## Task item
Among the entries below, only the lines starting at the one with "Target: window" and ending at the one with "Target: white fence", both included, are to be printed exactly.
BEGIN Material for this task
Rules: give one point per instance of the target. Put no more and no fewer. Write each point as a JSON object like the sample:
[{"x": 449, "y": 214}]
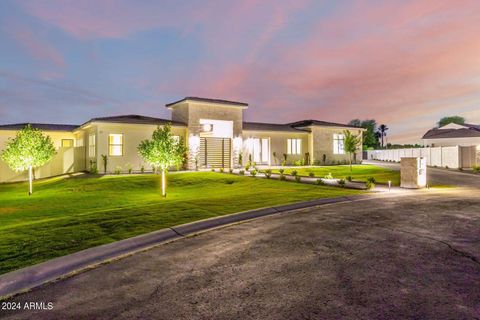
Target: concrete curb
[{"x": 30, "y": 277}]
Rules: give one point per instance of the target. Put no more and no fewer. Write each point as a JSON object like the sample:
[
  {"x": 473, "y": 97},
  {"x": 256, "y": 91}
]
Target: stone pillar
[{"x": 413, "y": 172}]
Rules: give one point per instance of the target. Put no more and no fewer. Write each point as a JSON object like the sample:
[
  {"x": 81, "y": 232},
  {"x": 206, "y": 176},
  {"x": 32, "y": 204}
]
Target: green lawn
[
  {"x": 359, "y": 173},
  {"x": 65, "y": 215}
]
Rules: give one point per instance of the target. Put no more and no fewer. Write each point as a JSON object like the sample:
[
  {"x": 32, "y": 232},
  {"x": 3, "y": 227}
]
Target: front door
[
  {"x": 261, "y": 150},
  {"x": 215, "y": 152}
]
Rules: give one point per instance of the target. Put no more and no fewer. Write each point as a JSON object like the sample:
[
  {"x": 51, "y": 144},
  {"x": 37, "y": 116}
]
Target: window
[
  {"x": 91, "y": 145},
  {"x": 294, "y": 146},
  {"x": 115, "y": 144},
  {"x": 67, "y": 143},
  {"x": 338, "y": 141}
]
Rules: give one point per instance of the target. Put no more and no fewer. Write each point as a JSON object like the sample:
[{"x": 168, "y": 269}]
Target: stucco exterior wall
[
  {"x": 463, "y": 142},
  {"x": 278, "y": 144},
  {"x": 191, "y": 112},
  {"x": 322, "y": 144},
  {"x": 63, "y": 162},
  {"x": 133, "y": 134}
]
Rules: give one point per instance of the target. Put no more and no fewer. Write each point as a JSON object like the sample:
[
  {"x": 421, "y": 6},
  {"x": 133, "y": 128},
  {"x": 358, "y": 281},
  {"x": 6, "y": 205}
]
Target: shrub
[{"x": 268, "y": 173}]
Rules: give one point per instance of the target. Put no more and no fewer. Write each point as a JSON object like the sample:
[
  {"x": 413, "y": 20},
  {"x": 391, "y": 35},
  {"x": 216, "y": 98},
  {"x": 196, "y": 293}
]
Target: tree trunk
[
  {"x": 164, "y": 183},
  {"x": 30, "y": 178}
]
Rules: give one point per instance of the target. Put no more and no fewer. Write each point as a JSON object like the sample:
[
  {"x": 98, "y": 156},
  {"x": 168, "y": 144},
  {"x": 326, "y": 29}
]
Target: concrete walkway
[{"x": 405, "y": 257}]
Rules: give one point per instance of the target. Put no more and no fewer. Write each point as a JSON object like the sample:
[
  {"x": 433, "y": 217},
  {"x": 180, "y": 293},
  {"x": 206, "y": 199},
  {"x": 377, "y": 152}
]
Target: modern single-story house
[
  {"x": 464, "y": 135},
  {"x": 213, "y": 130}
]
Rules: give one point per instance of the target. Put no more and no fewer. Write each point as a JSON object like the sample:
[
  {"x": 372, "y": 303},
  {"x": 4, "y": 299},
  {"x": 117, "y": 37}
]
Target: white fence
END Material for this task
BEGIN Material for this task
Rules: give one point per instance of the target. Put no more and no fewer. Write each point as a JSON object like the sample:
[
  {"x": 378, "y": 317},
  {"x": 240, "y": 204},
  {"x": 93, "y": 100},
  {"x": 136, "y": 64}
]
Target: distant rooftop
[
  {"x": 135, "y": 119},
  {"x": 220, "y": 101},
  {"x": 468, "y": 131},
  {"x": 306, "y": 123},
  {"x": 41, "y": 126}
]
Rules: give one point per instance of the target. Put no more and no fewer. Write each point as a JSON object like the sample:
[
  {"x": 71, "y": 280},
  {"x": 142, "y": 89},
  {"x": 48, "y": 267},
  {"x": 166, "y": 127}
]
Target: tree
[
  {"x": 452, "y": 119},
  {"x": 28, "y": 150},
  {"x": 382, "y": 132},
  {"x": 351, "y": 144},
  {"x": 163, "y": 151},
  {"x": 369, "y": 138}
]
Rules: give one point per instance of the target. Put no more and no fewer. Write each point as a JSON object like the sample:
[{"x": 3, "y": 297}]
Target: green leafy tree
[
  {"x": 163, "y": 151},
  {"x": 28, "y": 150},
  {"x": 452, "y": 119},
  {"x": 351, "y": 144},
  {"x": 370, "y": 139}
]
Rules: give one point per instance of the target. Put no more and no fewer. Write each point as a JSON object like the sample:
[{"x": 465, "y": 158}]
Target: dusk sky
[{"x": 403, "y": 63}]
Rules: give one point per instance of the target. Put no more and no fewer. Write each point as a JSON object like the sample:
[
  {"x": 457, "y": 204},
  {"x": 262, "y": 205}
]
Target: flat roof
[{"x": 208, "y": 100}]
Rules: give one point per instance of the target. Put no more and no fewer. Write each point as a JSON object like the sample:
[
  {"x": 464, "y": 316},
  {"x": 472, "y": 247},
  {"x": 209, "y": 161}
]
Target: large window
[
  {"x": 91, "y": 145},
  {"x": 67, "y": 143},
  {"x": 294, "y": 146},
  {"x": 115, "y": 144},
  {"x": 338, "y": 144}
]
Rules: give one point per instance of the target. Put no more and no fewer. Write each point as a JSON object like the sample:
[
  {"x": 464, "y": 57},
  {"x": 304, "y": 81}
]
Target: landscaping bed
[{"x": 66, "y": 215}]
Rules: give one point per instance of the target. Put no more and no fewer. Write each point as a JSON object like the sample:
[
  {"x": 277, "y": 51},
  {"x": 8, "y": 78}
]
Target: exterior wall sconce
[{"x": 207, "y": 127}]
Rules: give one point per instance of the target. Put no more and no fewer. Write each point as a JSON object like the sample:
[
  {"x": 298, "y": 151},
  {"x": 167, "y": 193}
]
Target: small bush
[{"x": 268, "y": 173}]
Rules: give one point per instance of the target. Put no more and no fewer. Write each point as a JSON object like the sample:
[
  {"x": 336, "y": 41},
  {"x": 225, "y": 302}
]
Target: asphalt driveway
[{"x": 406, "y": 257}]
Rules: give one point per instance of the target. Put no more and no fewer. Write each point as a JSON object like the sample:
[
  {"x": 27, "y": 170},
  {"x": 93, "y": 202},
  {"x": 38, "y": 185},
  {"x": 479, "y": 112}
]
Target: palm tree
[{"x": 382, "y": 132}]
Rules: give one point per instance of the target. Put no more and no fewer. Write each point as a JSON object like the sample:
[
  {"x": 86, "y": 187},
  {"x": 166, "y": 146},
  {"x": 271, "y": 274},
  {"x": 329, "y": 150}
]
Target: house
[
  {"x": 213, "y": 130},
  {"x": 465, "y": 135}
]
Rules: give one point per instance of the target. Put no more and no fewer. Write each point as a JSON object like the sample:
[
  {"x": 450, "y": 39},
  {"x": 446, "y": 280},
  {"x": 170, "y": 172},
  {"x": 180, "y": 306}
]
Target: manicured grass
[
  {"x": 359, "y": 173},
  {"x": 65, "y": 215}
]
END Material for this task
## Response area
Target: window
[
  {"x": 91, "y": 145},
  {"x": 294, "y": 146},
  {"x": 115, "y": 144},
  {"x": 67, "y": 143},
  {"x": 338, "y": 141}
]
Rules: give one point per instance of the target. Put no more and no fewer. Write each point as a JSON object like the sample:
[{"x": 168, "y": 269}]
Target: stucco exterior wall
[
  {"x": 463, "y": 142},
  {"x": 278, "y": 144},
  {"x": 191, "y": 112},
  {"x": 322, "y": 144},
  {"x": 63, "y": 162},
  {"x": 133, "y": 134}
]
Rules: give one point per instance of the target. Put no more and no fewer. Write each point as a JSON object like the sample:
[
  {"x": 421, "y": 6},
  {"x": 133, "y": 128},
  {"x": 358, "y": 281},
  {"x": 6, "y": 205}
]
Target: shrub
[{"x": 268, "y": 173}]
Rules: give one point per instance of the target. Put no more and no fewer. Write each point as a JSON object like the sample:
[
  {"x": 413, "y": 20},
  {"x": 391, "y": 35},
  {"x": 216, "y": 98},
  {"x": 196, "y": 293}
]
Target: tree trunk
[
  {"x": 164, "y": 183},
  {"x": 30, "y": 178}
]
Rules: give one point per instance of the target. Put no more and no fewer. Write each point as a JSON object like the sample:
[
  {"x": 98, "y": 156},
  {"x": 168, "y": 144},
  {"x": 326, "y": 29}
]
Target: concrete walkway
[{"x": 405, "y": 257}]
Rules: give one point per instance of the target. Put no more and no fewer. Write each point as a JSON object like the sample:
[
  {"x": 433, "y": 217},
  {"x": 180, "y": 293},
  {"x": 206, "y": 199},
  {"x": 377, "y": 152}
]
Target: modern single-story house
[
  {"x": 464, "y": 135},
  {"x": 213, "y": 130}
]
Rules: give one point per instance of the target. Put no more and no fewer. Write each point as a JSON object like the sample:
[
  {"x": 372, "y": 303},
  {"x": 4, "y": 299},
  {"x": 117, "y": 37}
]
Target: white fence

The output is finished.